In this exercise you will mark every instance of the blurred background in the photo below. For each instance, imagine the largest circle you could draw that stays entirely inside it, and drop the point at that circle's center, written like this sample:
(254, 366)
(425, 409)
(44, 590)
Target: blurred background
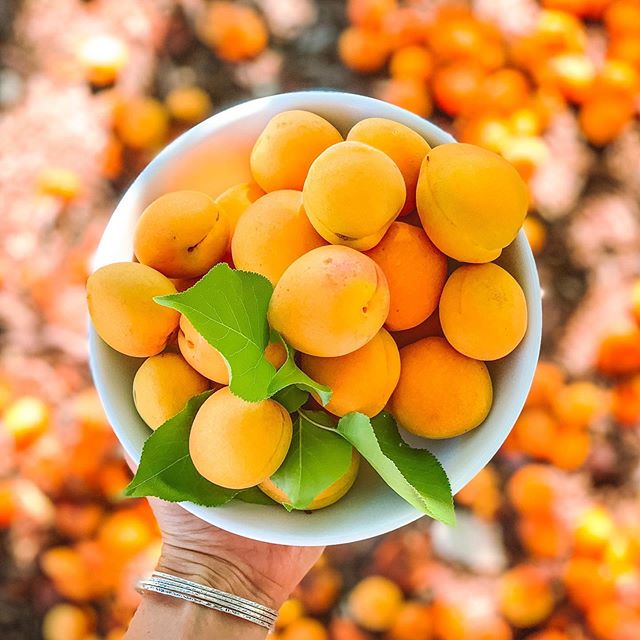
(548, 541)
════
* Your task: Convert the items above into a JSON list of strings, one string per line, omitting blank lines and the pictures.

* Solution to the exercise:
[
  "In this exercise you will mark every instance of the blurred background in the photo below. For each instance, imagine the largest circle you could draw that stays entirely inside it, and drop the point at that circle's center, written like this sample:",
  "(254, 366)",
  "(425, 409)",
  "(44, 590)",
  "Target: blurred background",
  "(548, 541)"
]